Document segment:
He says that recent guidance from NHS drugs watchdog the National Institute for Health and Care Excellence suggests that a prescription anti-clotting drug called Clopidogrel should be used as a preferred stroke-prevention drug in these patients.

He adds: ‘If aspirin is used, it should be combined with the drug dipyridamole as this combination is more effective than aspirin alone.’


Women with conditions that make them prone to clotting, such as Hughes syndrome, also known as sticky blood, face the misery of recurrent miscarriage.

Peter Bowen-Simpkins, medical director of London Women’s Clinic, says the theory is that the blood-thinning properties of aspirin ‘prevent tiny clots forming in the blood vessels leading to the womb that can kill off a pregnancy’.

HOW TO TAKE IT: Several studies have suggested that a daily dose of aspirin combined with the blood-thinner heparin can reduce the risk. 

High blood pressure – or pre-eclampsia – during the second half of pregnancy also puts women at risk of miscarriage. A review of existing trials by the US Preventive Services Task Force in 2014 found that daily low-dose aspirin could reduce the risk by nearly a quarter.

Obstetrician and gynaecologist Clive Spence-Jones, from the Portland Hospital, says: ‘It’s not for everyone but could benefit high-risk mothers who have previously had pre-eclampsia and problems affecting the baby, such as prematurity and slow growth.’

There is no evidence of any wider benefit for women having problems conceiving in general, according to Mr Bowen-Simpkins. All pregnant women should seek medical advice before taking any medication.

Exercise objective: Reproduce the passage on aspirin word for word, starting with "Peter Bowen-Simpkins, medical" and going on through "off a pregnancy’.".

Dataset entries:
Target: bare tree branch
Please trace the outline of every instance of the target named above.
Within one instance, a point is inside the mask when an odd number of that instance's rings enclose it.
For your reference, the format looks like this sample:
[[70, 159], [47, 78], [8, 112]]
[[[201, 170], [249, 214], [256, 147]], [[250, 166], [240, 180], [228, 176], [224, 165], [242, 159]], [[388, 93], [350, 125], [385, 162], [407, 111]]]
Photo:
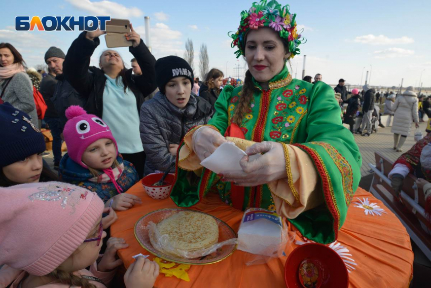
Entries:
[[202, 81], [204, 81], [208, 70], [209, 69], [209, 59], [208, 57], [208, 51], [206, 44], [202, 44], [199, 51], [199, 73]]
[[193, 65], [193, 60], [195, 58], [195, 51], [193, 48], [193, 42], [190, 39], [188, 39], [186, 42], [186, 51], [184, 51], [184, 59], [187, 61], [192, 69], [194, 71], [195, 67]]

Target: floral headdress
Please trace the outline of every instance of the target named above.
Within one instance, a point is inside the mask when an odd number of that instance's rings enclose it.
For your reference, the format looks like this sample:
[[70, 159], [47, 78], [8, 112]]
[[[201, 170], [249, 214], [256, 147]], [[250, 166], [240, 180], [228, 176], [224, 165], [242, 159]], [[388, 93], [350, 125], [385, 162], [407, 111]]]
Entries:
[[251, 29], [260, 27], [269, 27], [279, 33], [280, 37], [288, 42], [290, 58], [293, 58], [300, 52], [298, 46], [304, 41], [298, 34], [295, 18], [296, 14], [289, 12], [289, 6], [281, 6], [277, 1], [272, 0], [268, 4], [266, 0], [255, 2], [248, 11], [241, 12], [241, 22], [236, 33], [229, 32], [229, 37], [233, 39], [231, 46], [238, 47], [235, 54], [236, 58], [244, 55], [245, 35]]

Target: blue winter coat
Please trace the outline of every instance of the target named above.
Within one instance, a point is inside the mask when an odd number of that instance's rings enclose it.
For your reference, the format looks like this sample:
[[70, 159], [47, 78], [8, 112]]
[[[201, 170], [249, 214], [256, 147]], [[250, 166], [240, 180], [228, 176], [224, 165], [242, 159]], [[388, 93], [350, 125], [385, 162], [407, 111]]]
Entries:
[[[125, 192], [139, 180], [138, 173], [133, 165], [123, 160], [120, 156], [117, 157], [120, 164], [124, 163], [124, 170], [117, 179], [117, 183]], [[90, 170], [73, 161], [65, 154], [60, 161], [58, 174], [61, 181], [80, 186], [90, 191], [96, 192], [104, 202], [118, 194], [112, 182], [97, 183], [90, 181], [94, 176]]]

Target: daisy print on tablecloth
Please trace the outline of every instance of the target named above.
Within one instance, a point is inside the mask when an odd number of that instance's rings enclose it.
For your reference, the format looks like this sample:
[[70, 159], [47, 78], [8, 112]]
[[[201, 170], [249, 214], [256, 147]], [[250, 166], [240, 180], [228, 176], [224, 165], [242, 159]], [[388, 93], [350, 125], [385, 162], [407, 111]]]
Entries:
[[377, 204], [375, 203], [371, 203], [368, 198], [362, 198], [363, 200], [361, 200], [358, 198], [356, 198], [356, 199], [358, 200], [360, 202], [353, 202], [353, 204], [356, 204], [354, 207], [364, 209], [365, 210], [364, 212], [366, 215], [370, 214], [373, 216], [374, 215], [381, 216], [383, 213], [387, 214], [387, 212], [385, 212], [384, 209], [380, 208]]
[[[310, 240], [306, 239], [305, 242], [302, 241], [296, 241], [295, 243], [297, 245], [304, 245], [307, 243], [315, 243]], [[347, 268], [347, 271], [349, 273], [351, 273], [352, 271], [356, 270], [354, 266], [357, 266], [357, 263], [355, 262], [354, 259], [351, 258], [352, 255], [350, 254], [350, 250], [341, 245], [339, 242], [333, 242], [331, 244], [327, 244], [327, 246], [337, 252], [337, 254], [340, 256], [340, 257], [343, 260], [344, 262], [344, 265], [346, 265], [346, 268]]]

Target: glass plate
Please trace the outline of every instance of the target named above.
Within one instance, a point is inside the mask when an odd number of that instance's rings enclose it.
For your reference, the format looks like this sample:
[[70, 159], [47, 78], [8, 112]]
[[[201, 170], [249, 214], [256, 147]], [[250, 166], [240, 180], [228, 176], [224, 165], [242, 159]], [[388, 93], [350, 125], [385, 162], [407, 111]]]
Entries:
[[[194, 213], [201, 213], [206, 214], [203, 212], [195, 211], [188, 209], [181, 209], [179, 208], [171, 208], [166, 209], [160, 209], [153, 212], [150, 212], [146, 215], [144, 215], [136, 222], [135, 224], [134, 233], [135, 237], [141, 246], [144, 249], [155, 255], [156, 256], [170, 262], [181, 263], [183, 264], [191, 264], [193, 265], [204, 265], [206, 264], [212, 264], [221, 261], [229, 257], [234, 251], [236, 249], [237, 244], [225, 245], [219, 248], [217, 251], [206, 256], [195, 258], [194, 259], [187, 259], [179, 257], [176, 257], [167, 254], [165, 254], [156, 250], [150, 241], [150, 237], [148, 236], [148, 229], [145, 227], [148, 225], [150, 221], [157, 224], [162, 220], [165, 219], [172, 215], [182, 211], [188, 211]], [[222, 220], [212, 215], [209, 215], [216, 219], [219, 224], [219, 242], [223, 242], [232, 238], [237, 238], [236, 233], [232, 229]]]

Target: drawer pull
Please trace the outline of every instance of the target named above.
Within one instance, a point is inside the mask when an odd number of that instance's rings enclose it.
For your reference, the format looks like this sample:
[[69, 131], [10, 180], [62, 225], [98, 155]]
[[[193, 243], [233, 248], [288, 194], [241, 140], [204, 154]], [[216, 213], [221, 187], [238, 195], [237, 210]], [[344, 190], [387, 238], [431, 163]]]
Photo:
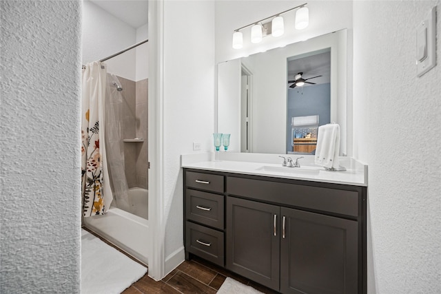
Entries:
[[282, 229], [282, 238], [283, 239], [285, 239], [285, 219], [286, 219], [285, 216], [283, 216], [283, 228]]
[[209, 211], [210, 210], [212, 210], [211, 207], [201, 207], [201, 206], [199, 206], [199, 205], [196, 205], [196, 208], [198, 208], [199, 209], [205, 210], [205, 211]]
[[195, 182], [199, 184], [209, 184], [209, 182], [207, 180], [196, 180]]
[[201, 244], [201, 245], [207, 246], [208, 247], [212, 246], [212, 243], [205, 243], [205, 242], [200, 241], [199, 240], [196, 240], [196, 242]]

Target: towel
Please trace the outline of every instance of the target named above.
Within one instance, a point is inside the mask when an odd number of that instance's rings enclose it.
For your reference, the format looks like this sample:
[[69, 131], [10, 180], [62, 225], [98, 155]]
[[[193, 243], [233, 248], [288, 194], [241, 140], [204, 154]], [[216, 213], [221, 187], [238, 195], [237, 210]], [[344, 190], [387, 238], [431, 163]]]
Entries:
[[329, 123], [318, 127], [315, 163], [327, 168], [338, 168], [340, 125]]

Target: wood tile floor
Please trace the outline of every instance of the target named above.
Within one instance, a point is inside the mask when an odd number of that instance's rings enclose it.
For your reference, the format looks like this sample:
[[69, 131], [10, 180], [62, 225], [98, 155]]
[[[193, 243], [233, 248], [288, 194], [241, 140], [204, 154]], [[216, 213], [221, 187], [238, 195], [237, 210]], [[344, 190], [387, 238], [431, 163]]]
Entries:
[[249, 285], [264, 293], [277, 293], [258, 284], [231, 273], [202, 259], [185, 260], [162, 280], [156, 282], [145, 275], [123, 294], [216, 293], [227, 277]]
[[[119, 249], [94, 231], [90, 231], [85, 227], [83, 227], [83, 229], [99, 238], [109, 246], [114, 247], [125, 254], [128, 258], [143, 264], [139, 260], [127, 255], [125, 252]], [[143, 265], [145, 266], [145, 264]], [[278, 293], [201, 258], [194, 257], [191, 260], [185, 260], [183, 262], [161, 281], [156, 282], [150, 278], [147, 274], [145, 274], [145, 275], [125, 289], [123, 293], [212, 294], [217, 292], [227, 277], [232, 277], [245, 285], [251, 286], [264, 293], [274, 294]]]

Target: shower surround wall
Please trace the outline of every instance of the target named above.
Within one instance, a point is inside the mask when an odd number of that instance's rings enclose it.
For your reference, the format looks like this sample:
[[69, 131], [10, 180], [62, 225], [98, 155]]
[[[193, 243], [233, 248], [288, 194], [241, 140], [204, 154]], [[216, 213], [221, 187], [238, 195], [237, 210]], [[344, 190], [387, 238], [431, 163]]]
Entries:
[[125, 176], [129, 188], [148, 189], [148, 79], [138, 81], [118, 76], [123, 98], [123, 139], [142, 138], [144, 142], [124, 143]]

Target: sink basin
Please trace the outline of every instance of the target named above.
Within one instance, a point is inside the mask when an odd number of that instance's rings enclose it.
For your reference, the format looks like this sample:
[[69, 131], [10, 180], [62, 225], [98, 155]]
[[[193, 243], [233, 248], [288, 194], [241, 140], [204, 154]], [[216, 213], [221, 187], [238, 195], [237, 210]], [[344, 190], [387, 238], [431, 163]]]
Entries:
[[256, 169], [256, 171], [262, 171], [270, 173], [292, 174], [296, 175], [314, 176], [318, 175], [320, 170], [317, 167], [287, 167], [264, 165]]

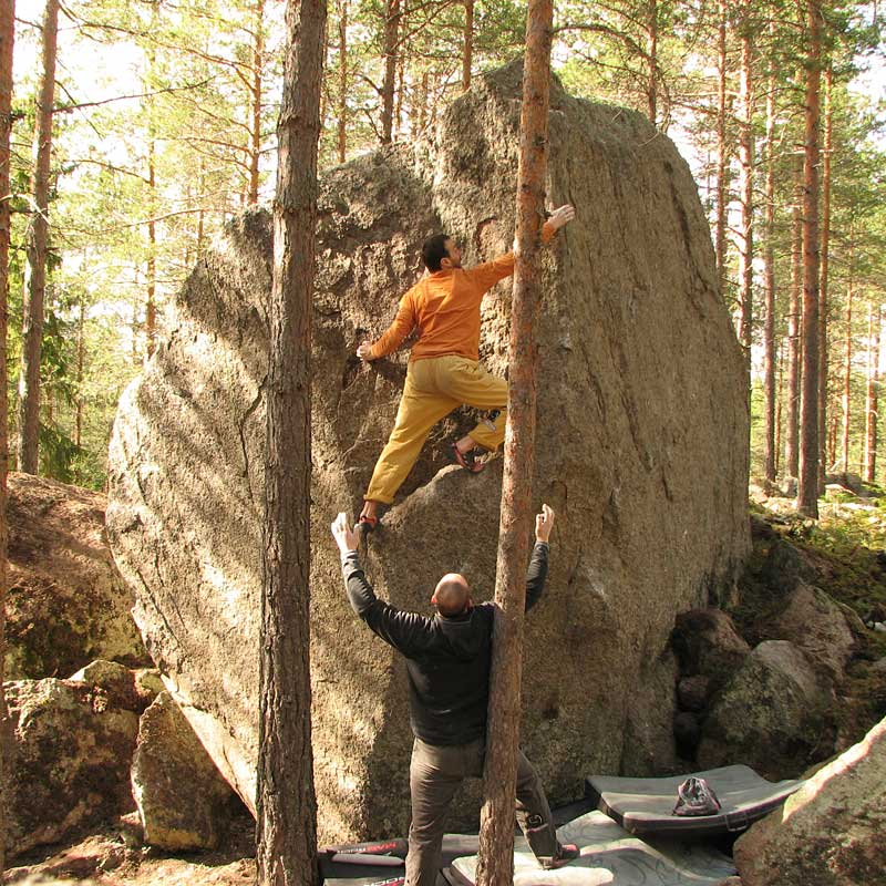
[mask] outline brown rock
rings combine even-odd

Exercise result:
Peter Bowen-Simpkins, medical director of London Women’s Clinic, says the theory is that the blood-thinning properties of aspirin ‘prevent tiny clots forming in the blood vessels leading to the womb that can kill off a pregnancy’.